### Material for this exercise
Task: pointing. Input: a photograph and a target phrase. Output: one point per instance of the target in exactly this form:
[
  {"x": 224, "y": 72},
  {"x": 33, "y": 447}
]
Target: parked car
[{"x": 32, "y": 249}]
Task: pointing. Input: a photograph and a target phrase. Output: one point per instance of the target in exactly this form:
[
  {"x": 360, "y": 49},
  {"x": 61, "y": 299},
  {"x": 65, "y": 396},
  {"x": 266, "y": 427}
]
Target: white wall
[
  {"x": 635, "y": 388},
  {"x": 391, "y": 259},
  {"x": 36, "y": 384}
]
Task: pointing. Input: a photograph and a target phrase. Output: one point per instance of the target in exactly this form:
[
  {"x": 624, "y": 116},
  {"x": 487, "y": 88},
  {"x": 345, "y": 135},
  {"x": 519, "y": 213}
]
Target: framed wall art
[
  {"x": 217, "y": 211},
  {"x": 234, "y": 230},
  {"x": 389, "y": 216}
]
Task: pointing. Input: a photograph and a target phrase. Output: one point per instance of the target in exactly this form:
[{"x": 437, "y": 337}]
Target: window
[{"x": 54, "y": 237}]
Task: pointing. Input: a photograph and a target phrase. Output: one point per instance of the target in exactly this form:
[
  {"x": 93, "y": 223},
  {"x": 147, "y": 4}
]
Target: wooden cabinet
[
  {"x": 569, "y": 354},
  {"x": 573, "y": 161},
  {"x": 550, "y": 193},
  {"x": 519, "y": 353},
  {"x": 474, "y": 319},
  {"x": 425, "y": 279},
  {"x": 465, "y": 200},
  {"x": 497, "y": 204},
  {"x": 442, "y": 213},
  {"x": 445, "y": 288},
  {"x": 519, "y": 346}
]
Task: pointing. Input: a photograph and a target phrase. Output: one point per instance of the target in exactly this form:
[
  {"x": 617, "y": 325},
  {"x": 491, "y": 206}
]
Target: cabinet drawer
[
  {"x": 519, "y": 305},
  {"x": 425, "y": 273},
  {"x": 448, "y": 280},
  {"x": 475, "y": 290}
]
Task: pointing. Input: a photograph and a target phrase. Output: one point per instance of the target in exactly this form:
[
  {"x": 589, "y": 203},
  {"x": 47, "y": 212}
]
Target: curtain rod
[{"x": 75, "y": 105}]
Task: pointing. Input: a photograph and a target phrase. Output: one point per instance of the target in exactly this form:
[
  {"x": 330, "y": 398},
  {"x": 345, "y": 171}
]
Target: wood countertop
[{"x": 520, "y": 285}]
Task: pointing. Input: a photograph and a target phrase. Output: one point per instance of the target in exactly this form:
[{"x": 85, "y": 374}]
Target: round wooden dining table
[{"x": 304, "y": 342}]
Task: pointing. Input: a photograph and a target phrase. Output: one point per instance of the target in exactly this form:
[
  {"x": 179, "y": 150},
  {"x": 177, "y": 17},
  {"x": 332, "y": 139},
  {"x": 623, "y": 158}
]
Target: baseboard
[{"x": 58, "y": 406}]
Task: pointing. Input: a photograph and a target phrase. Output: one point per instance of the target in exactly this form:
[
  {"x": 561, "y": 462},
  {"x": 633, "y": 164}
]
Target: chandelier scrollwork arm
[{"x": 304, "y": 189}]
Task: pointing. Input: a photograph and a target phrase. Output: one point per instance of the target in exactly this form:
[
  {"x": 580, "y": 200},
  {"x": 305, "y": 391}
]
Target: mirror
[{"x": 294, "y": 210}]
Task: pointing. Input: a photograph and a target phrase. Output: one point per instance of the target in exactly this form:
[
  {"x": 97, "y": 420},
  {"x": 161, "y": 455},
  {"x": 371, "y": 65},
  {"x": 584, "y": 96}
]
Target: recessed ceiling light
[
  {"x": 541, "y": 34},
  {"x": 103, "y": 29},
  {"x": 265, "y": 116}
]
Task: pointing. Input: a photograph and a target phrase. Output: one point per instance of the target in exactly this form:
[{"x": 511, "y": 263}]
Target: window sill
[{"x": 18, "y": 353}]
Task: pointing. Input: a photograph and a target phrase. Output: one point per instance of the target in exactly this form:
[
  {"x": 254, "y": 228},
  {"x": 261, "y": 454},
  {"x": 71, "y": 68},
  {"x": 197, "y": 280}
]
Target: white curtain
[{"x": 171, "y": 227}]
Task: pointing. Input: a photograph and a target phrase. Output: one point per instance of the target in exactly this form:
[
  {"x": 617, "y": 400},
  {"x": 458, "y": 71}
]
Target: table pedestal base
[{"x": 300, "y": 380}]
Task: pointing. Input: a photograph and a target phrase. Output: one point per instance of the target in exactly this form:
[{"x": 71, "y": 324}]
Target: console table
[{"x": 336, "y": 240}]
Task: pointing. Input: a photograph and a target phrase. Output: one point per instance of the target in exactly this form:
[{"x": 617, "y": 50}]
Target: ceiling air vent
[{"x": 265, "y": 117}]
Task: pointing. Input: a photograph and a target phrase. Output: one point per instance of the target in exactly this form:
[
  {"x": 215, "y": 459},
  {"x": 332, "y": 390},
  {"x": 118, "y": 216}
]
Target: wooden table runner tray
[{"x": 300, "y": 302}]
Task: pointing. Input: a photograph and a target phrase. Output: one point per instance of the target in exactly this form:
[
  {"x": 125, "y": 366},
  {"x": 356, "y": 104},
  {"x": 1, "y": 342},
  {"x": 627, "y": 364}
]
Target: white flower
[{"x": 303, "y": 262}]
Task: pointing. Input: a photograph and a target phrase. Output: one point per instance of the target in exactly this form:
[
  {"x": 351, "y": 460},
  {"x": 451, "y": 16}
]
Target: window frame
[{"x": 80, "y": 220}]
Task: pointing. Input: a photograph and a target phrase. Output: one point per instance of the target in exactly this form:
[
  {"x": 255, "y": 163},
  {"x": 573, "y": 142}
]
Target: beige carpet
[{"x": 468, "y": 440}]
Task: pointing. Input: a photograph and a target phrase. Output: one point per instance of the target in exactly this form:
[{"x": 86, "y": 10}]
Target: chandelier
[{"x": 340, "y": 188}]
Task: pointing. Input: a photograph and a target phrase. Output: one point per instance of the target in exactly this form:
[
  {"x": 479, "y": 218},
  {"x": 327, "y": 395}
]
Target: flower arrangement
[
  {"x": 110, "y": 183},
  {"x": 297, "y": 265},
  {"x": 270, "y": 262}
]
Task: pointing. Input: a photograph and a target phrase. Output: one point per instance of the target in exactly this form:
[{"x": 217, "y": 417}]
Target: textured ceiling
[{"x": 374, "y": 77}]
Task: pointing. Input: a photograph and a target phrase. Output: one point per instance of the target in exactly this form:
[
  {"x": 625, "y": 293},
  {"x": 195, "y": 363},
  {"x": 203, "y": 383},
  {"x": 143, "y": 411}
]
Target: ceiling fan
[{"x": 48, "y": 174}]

### Task to complete
The data above is to be restated line for line, word for word.

### Solution to this problem
Task: pointing. Input: a photograph and a target phrase. Output: one point per instance of the target in exactly this form:
[
  {"x": 224, "y": 72},
  {"x": 33, "y": 447}
]
Target: parked car
[{"x": 32, "y": 249}]
Task: pointing. Input: a photograph and a target phrase. Output: one point per instance of the target in exactly this form:
[
  {"x": 360, "y": 49},
  {"x": 61, "y": 299},
  {"x": 65, "y": 396},
  {"x": 266, "y": 427}
]
Target: white wall
[
  {"x": 635, "y": 388},
  {"x": 391, "y": 259},
  {"x": 36, "y": 384}
]
Task: pointing. Input: a photograph and a target phrase. Output: one point per instance of the target in exactly this form:
[
  {"x": 624, "y": 116},
  {"x": 487, "y": 88},
  {"x": 345, "y": 135},
  {"x": 519, "y": 213}
]
Target: framed wall art
[
  {"x": 217, "y": 211},
  {"x": 234, "y": 230},
  {"x": 389, "y": 216}
]
Task: pointing. Input: a photograph and a target phrase. Output: one point per instance of the target in exactly this form:
[{"x": 437, "y": 337}]
Target: window
[{"x": 54, "y": 237}]
Task: pointing. Input: a photograph and a target phrase. Output: one point per instance of the target in exactly this form:
[
  {"x": 93, "y": 223},
  {"x": 147, "y": 4}
]
Target: wooden cabinet
[
  {"x": 569, "y": 354},
  {"x": 573, "y": 161},
  {"x": 550, "y": 193},
  {"x": 519, "y": 353},
  {"x": 474, "y": 319},
  {"x": 425, "y": 279},
  {"x": 465, "y": 200},
  {"x": 497, "y": 204},
  {"x": 442, "y": 213},
  {"x": 445, "y": 288},
  {"x": 519, "y": 346}
]
Task: pointing. Input: a photograph and a target phrase. Output: one point per instance of the target in exactly this form:
[
  {"x": 617, "y": 325},
  {"x": 491, "y": 206}
]
Target: cabinet drawer
[
  {"x": 519, "y": 305},
  {"x": 425, "y": 273},
  {"x": 448, "y": 280},
  {"x": 475, "y": 290}
]
Task: pointing. Input: a photograph and a target phrase. Output: one point per instance of the target in exactly this form:
[
  {"x": 589, "y": 203},
  {"x": 47, "y": 212}
]
Target: curtain rod
[{"x": 75, "y": 105}]
Task: pointing. Input: a photograph and a target phrase. Output: one point per instance of the target in exactly this form:
[
  {"x": 330, "y": 398},
  {"x": 345, "y": 171}
]
Target: wood countertop
[{"x": 520, "y": 285}]
Task: pointing. Input: a photograph and a target phrase. Output: one point per instance of the target in exactly this form:
[{"x": 85, "y": 374}]
Target: round wooden dining table
[{"x": 304, "y": 342}]
Task: pointing. Input: a photograph and a target phrase. Output: one point per instance of the target in exactly this form:
[
  {"x": 179, "y": 150},
  {"x": 177, "y": 17},
  {"x": 332, "y": 139},
  {"x": 623, "y": 158}
]
Target: baseboard
[{"x": 58, "y": 406}]
Task: pointing. Input: a photograph and a target phrase. Output: one point per instance of the target in exactly this form:
[
  {"x": 561, "y": 462},
  {"x": 633, "y": 164}
]
Target: chandelier scrollwork arm
[{"x": 304, "y": 189}]
Task: pointing. Input: a photograph and a target phrase. Output: one point per instance of the target in exactly this form:
[
  {"x": 580, "y": 200},
  {"x": 305, "y": 391}
]
Target: mirror
[{"x": 294, "y": 210}]
Task: pointing. Input: a photograph and a target phrase. Output: one point per instance of the target in exactly this form:
[
  {"x": 97, "y": 420},
  {"x": 161, "y": 455},
  {"x": 371, "y": 65},
  {"x": 584, "y": 96}
]
Target: recessed ceiling light
[
  {"x": 541, "y": 34},
  {"x": 103, "y": 29},
  {"x": 265, "y": 116}
]
Task: pointing. Input: a photograph and a target phrase. Output: one point per instance of the target in exactly this form:
[{"x": 511, "y": 263}]
Target: window sill
[{"x": 18, "y": 353}]
Task: pointing. Input: a photograph and a target phrase. Output: one point per instance of the target in exactly this form:
[
  {"x": 254, "y": 228},
  {"x": 261, "y": 454},
  {"x": 71, "y": 68},
  {"x": 197, "y": 280}
]
Target: white curtain
[{"x": 171, "y": 227}]
Task: pointing. Input: a photograph and a target phrase. Output: one point per instance of the target in exactly this form:
[
  {"x": 617, "y": 400},
  {"x": 458, "y": 71}
]
Target: table pedestal base
[{"x": 300, "y": 380}]
Task: pointing. Input: a photograph and a target phrase. Output: one point per instance of the target in exactly this form:
[{"x": 71, "y": 324}]
Target: console table
[{"x": 336, "y": 240}]
Task: pointing. Input: a photograph and a target phrase. Output: one point per instance of the target in exactly this form:
[{"x": 617, "y": 50}]
Target: ceiling air vent
[{"x": 265, "y": 117}]
Task: pointing. Input: a photograph and a target phrase. Output: one point per instance of the target in exactly this form:
[
  {"x": 215, "y": 459},
  {"x": 332, "y": 390},
  {"x": 118, "y": 216}
]
Target: wooden table runner tray
[{"x": 300, "y": 302}]
Task: pointing. Input: a photograph and a target phrase. Output: one point per instance of the target in exactly this form:
[
  {"x": 125, "y": 366},
  {"x": 356, "y": 104},
  {"x": 1, "y": 342},
  {"x": 627, "y": 364}
]
Target: white flower
[{"x": 303, "y": 262}]
Task: pointing. Input: a photograph and a target phrase. Output: one point per instance of the target in exactly this form:
[
  {"x": 351, "y": 460},
  {"x": 451, "y": 16}
]
Target: window frame
[{"x": 80, "y": 220}]
Task: pointing. Input: a photograph and a target phrase. Output: one point per instance of the target in exactly this form:
[
  {"x": 255, "y": 163},
  {"x": 573, "y": 142}
]
Target: beige carpet
[{"x": 468, "y": 440}]
Task: pointing. Input: a photograph and a target phrase. Output: one point per instance of the target in exactly this form:
[{"x": 86, "y": 10}]
Target: chandelier
[{"x": 340, "y": 188}]
Task: pointing. Input: a photograph and a target phrase. Output: one point per instance of the target in exactly this form:
[
  {"x": 479, "y": 218},
  {"x": 327, "y": 395}
]
Target: flower arrangement
[
  {"x": 110, "y": 183},
  {"x": 297, "y": 265},
  {"x": 270, "y": 262}
]
Task: pointing. Input: a photograph and a target phrase. Output: one point per instance of the target in exactly this form:
[{"x": 217, "y": 417}]
Target: textured ceiling
[{"x": 374, "y": 77}]
Task: pointing. Input: a photograph and a target phrase. Output: one point per instance of the target in exactly this form:
[
  {"x": 625, "y": 293},
  {"x": 195, "y": 363},
  {"x": 203, "y": 383},
  {"x": 143, "y": 411}
]
Target: ceiling fan
[{"x": 48, "y": 174}]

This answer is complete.